In the entries below, swap "main mast" for "foremast" in everything from the line containing "e.g. [(361, 7)]" down to the line containing "[(413, 172), (301, 195)]", and leave the rest of those lines unchanged. Give back only those lines.

Extracted records
:::

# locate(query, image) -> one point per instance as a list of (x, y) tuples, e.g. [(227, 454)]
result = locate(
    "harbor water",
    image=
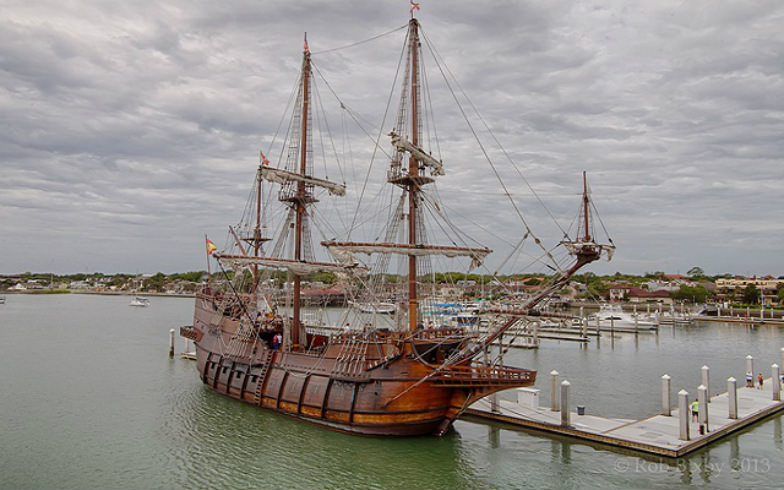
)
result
[(90, 399)]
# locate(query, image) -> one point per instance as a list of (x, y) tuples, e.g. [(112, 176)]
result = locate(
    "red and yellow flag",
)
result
[(210, 246)]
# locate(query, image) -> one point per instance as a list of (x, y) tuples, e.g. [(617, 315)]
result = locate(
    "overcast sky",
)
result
[(128, 130)]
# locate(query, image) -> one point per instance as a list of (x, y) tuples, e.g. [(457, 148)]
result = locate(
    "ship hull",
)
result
[(363, 387)]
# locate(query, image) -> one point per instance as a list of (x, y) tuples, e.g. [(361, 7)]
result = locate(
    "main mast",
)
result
[(413, 172), (301, 195)]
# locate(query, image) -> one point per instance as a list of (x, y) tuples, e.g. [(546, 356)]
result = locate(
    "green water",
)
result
[(90, 399)]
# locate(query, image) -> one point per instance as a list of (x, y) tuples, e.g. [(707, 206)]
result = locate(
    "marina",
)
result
[(158, 427), (660, 435)]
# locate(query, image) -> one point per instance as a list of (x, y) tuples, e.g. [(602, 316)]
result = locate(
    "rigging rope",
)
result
[(329, 50)]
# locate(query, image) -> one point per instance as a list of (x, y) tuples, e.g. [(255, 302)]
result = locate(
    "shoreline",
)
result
[(102, 293)]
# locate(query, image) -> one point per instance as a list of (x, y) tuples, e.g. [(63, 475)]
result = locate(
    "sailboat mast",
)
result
[(300, 200), (586, 203), (413, 171)]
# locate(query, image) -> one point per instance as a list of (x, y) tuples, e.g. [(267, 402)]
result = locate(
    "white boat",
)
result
[(137, 301), (452, 314), (613, 316), (379, 308)]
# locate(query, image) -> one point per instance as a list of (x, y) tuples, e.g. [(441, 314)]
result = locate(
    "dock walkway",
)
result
[(658, 434)]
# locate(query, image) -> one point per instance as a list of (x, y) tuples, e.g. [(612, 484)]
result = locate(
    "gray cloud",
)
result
[(127, 131)]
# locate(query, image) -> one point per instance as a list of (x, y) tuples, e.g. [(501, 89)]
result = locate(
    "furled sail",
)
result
[(342, 250), (402, 145), (280, 176), (295, 266)]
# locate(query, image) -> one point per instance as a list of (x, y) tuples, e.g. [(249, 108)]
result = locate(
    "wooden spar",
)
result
[(300, 201), (413, 171), (586, 203)]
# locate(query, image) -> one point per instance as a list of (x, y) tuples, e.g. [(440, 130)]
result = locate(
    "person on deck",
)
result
[(695, 410)]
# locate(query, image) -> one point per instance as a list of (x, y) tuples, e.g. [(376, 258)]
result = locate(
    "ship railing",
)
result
[(439, 333), (482, 375)]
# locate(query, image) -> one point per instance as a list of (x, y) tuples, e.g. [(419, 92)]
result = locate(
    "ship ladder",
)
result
[(262, 376), (351, 358)]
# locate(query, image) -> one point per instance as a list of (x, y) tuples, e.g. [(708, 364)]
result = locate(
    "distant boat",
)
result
[(137, 301), (613, 315), (379, 308)]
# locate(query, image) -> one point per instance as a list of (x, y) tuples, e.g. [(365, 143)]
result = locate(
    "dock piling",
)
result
[(565, 413), (683, 414), (171, 342), (706, 380), (732, 397), (666, 403), (702, 400)]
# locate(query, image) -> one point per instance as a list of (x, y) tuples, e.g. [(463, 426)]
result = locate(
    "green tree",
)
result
[(695, 294), (750, 294), (696, 272)]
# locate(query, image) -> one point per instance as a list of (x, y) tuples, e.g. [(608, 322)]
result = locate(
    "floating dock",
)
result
[(658, 435)]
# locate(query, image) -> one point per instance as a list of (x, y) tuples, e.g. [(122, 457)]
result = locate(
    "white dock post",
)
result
[(565, 404), (666, 403), (732, 397), (683, 414), (782, 357), (536, 333), (706, 379), (702, 400)]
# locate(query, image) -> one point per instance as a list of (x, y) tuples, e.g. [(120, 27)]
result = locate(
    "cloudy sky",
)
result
[(128, 130)]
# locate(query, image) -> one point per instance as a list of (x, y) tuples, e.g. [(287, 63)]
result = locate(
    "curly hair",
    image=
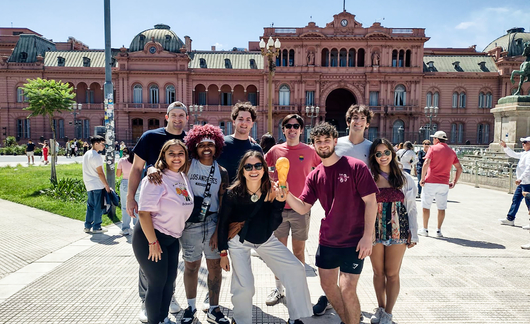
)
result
[(198, 132)]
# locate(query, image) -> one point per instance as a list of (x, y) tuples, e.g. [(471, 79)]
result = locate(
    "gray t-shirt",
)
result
[(359, 151), (198, 175)]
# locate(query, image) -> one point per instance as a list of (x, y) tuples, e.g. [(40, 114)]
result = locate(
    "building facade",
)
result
[(332, 67)]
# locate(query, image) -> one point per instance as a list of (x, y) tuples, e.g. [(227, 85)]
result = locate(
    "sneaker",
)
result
[(505, 221), (376, 318), (216, 317), (321, 306), (206, 303), (273, 298), (189, 316), (142, 316), (423, 232), (385, 318), (174, 306)]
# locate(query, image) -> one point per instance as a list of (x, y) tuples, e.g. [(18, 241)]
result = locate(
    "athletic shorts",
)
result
[(298, 224), (433, 191), (345, 258)]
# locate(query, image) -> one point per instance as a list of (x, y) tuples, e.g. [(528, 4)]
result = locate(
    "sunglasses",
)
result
[(385, 152), (248, 167), (289, 126)]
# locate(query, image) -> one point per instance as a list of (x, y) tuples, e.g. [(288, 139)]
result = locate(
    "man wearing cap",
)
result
[(435, 179), (522, 181), (146, 153)]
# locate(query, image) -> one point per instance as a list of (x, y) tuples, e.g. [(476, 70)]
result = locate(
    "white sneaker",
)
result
[(505, 221), (142, 316), (423, 232), (174, 307), (376, 318)]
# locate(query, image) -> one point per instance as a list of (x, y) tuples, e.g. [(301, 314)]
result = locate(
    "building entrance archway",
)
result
[(337, 103)]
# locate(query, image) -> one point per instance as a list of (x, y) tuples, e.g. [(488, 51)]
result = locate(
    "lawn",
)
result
[(23, 185)]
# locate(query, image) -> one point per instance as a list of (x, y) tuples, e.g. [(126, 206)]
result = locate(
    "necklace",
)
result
[(254, 197)]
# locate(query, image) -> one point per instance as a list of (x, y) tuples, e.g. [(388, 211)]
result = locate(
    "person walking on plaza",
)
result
[(347, 193), (256, 206), (419, 166), (95, 183), (30, 151), (396, 226), (435, 179), (124, 169), (407, 157), (236, 145), (146, 153), (163, 211), (302, 159), (522, 181)]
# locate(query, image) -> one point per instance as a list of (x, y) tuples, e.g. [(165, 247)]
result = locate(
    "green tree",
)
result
[(45, 98)]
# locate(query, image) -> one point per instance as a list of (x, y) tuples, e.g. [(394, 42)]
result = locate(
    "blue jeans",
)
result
[(125, 218), (94, 209), (516, 200)]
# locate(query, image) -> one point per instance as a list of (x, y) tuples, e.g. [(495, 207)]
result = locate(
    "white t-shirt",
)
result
[(359, 151), (92, 160)]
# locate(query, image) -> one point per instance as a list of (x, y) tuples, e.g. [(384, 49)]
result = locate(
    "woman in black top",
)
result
[(253, 200)]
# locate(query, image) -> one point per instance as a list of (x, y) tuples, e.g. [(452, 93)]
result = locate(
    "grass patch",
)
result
[(26, 186)]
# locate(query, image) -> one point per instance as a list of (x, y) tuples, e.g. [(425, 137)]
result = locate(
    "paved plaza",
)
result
[(51, 272)]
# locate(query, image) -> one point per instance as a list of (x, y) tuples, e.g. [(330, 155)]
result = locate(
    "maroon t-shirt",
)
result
[(340, 189)]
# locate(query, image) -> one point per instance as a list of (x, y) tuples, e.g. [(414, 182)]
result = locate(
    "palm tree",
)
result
[(45, 98)]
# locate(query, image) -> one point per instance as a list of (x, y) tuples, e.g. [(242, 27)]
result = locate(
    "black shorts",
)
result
[(345, 258)]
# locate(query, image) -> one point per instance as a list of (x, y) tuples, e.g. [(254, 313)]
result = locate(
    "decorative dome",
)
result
[(512, 42), (161, 34)]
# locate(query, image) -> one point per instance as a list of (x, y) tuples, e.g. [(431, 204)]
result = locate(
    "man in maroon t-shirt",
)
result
[(346, 191)]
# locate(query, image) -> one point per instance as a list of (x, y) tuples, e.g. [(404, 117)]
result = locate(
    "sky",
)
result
[(233, 23)]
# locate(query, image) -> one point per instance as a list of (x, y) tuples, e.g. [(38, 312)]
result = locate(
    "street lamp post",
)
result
[(270, 51), (431, 112)]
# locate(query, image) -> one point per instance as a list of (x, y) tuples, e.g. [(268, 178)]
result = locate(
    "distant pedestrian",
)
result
[(522, 179), (435, 179), (30, 151), (95, 183)]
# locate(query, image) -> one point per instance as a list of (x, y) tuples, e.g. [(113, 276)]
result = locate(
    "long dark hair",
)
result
[(396, 178), (239, 186)]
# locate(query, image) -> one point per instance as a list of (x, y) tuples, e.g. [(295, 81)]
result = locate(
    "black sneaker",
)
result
[(217, 317), (321, 306), (189, 316)]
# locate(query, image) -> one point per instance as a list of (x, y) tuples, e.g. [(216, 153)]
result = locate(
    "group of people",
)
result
[(218, 196)]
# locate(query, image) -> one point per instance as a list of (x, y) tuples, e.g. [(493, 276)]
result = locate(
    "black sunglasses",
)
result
[(379, 154), (289, 126), (248, 167)]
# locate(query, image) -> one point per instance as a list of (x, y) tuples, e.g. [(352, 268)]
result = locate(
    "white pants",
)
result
[(283, 264)]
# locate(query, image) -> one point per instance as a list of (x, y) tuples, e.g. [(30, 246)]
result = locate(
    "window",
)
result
[(400, 96), (483, 131), (285, 95), (23, 128), (374, 98), (137, 94), (170, 94), (310, 98), (153, 94)]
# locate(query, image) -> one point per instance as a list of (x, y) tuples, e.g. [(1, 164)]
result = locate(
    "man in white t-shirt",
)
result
[(95, 182)]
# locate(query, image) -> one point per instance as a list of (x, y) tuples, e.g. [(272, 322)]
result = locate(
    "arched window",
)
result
[(153, 94), (137, 94), (285, 95), (400, 96), (398, 133), (170, 94)]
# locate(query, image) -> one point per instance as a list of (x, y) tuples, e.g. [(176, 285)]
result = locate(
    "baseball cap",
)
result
[(177, 105), (440, 135)]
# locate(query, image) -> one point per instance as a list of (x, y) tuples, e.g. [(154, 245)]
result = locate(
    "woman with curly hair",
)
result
[(395, 226)]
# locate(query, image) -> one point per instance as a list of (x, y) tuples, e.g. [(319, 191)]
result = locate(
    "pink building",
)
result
[(331, 67)]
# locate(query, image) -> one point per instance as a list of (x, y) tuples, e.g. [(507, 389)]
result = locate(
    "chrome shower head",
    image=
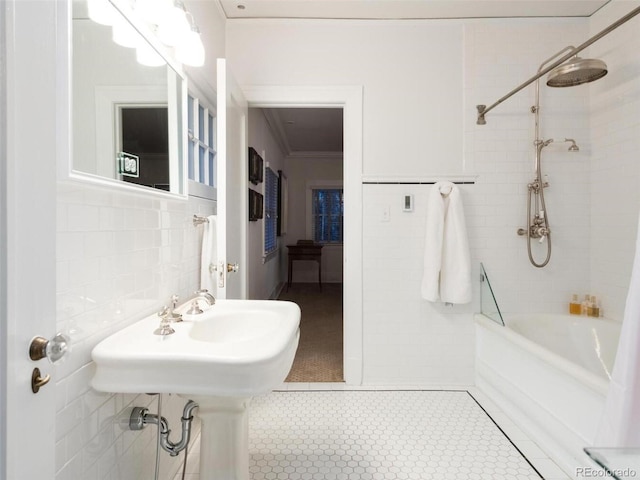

:::

### EXERCISE OUTPUT
# locate(query, image) -> one point per instance as a list of (x, y) tuples, e.g. [(361, 7)]
result = locate(
    "foremast",
)
result
[(413, 172), (301, 195)]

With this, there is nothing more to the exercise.